## WORK TO COMPLETE
Format the items below as a two-column CSV with the columns request and box, running from the line with "Identify the bar" through the end of the items. Give one row per request, holding its text and its answer, each in a single quoted field with line breaks replaced by spaces, and leave the pictures out.

(Photo labels with bounding boxes)
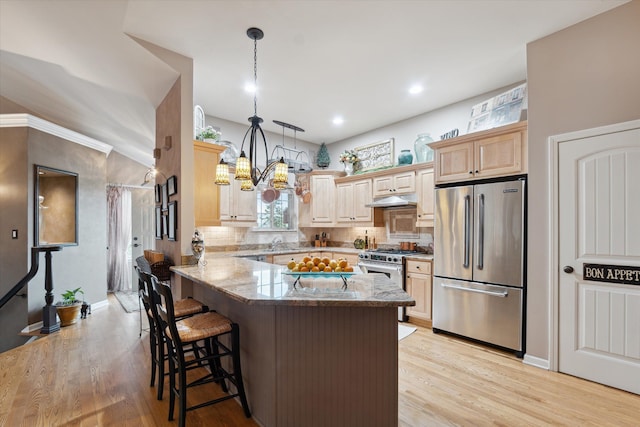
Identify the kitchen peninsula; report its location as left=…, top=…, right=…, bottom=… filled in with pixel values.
left=172, top=256, right=415, bottom=427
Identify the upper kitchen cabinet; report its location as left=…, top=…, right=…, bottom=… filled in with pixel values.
left=336, top=179, right=384, bottom=227
left=220, top=173, right=258, bottom=227
left=416, top=168, right=434, bottom=227
left=373, top=170, right=416, bottom=198
left=193, top=141, right=225, bottom=227
left=429, top=121, right=527, bottom=184
left=298, top=172, right=344, bottom=227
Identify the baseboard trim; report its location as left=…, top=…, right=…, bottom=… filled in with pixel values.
left=522, top=354, right=550, bottom=371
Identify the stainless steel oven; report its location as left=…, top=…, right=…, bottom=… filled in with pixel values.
left=358, top=249, right=407, bottom=322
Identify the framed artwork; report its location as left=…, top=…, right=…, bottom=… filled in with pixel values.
left=167, top=202, right=178, bottom=241
left=355, top=138, right=395, bottom=172
left=156, top=206, right=163, bottom=240
left=167, top=175, right=178, bottom=196
left=162, top=182, right=169, bottom=212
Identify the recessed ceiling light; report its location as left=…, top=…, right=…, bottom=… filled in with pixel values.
left=409, top=85, right=424, bottom=95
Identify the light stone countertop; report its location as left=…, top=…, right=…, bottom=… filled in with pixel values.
left=171, top=258, right=415, bottom=307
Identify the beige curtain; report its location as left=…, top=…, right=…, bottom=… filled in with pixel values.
left=107, top=186, right=131, bottom=292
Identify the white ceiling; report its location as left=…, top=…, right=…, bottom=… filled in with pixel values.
left=0, top=0, right=626, bottom=165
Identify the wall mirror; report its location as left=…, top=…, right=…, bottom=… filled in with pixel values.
left=33, top=165, right=78, bottom=246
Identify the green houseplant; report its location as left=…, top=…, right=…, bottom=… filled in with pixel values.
left=56, top=288, right=84, bottom=326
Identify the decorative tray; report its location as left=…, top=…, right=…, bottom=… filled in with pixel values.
left=282, top=271, right=360, bottom=277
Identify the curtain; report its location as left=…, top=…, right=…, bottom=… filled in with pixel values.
left=107, top=186, right=131, bottom=292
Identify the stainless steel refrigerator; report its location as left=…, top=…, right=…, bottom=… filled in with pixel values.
left=433, top=178, right=526, bottom=357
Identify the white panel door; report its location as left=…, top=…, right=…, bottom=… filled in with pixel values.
left=558, top=126, right=640, bottom=394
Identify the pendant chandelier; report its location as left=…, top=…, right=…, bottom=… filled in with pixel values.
left=215, top=28, right=289, bottom=191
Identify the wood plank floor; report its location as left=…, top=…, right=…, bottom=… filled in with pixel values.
left=0, top=297, right=640, bottom=427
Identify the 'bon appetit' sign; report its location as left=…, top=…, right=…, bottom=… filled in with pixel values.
left=582, top=264, right=640, bottom=286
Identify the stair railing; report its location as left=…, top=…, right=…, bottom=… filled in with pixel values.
left=0, top=246, right=62, bottom=334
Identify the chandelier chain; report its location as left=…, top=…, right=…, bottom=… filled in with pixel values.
left=253, top=39, right=258, bottom=116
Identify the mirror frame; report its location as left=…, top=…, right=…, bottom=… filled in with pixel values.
left=33, top=164, right=79, bottom=247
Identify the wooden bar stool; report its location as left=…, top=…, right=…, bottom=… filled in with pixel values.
left=151, top=276, right=251, bottom=427
left=136, top=268, right=209, bottom=400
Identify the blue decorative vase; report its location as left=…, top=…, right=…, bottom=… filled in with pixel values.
left=413, top=133, right=433, bottom=163
left=398, top=150, right=413, bottom=165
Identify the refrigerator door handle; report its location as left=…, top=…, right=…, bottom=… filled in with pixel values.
left=440, top=283, right=509, bottom=298
left=478, top=194, right=484, bottom=270
left=464, top=195, right=471, bottom=268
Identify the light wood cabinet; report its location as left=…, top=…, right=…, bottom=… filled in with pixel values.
left=429, top=122, right=527, bottom=184
left=405, top=259, right=432, bottom=326
left=298, top=173, right=341, bottom=227
left=416, top=168, right=435, bottom=227
left=373, top=171, right=416, bottom=198
left=335, top=179, right=384, bottom=227
left=220, top=174, right=258, bottom=227
left=193, top=141, right=225, bottom=227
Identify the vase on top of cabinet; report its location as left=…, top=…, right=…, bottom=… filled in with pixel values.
left=413, top=133, right=433, bottom=163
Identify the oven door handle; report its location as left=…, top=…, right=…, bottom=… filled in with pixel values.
left=358, top=262, right=402, bottom=273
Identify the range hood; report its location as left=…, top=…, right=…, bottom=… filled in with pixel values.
left=365, top=194, right=418, bottom=208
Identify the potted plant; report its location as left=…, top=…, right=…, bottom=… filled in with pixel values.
left=56, top=288, right=84, bottom=326
left=340, top=150, right=360, bottom=175
left=197, top=126, right=222, bottom=142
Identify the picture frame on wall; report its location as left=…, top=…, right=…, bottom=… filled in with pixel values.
left=167, top=175, right=178, bottom=196
left=167, top=202, right=178, bottom=241
left=156, top=206, right=162, bottom=240
left=162, top=182, right=169, bottom=212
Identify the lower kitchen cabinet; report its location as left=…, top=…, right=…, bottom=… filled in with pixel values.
left=405, top=259, right=431, bottom=327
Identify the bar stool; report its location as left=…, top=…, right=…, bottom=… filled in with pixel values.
left=136, top=269, right=209, bottom=400
left=151, top=276, right=251, bottom=427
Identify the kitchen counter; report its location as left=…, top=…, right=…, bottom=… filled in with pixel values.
left=171, top=257, right=415, bottom=307
left=172, top=258, right=415, bottom=427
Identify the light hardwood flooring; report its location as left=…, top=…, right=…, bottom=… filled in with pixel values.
left=0, top=297, right=640, bottom=427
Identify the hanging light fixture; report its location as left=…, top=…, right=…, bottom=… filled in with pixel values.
left=215, top=27, right=289, bottom=191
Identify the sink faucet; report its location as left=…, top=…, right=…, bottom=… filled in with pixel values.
left=271, top=236, right=282, bottom=251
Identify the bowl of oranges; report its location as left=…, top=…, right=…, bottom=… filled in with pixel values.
left=287, top=256, right=355, bottom=276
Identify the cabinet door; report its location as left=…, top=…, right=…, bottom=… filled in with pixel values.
left=336, top=183, right=355, bottom=222
left=435, top=142, right=474, bottom=183
left=311, top=175, right=335, bottom=224
left=351, top=179, right=373, bottom=222
left=405, top=260, right=432, bottom=321
left=393, top=171, right=416, bottom=194
left=416, top=169, right=434, bottom=227
left=474, top=132, right=524, bottom=178
left=193, top=141, right=224, bottom=227
left=373, top=175, right=394, bottom=197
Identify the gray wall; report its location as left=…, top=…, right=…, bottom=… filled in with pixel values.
left=23, top=129, right=107, bottom=323
left=0, top=128, right=29, bottom=352
left=527, top=1, right=640, bottom=360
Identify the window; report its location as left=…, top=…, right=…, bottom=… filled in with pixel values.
left=256, top=190, right=296, bottom=230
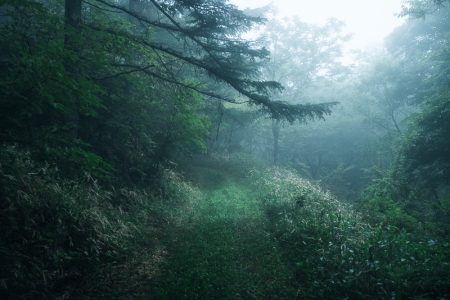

## TASK ANSWER
request,box
"Identify the bar stool; report its location as left=…, top=…, right=…, bottom=… filled in with pixel values.","left=136, top=269, right=209, bottom=400 left=151, top=276, right=251, bottom=427"
"Identify the kitchen counter; report its location as left=…, top=…, right=…, bottom=… filled in with pixel values.","left=171, top=257, right=415, bottom=307 left=172, top=258, right=415, bottom=427"
"Identify the light hardwood flooring; report its location as left=…, top=…, right=…, bottom=… filled in with pixel values.","left=0, top=297, right=640, bottom=427"
"Identify the hanging light fixture; report its location as left=…, top=…, right=…, bottom=… filled in with pixel values.","left=215, top=27, right=289, bottom=191"
"Identify the sink faucet; report its location as left=…, top=…, right=…, bottom=… filled in with pixel values.","left=271, top=236, right=282, bottom=251"
"Identify the bowl of oranges; report its location as left=…, top=…, right=…, bottom=… filled in with pixel values.","left=287, top=256, right=355, bottom=276"
"Identify the cabinet door; report its location as left=…, top=…, right=…, bottom=… filled in with pixel values.","left=336, top=183, right=355, bottom=222 left=435, top=142, right=474, bottom=183 left=311, top=175, right=335, bottom=224 left=351, top=179, right=373, bottom=222 left=405, top=260, right=432, bottom=321 left=393, top=171, right=416, bottom=194 left=416, top=169, right=434, bottom=227 left=474, top=132, right=524, bottom=178 left=193, top=141, right=224, bottom=227 left=373, top=175, right=394, bottom=197"
"Identify the gray wall; report its location as left=…, top=…, right=…, bottom=… filled in with pixel values.","left=23, top=129, right=107, bottom=323 left=0, top=128, right=29, bottom=352 left=527, top=1, right=640, bottom=360"
"Identify the window; report its location as left=…, top=…, right=…, bottom=… filled in with pixel values.","left=256, top=190, right=296, bottom=230"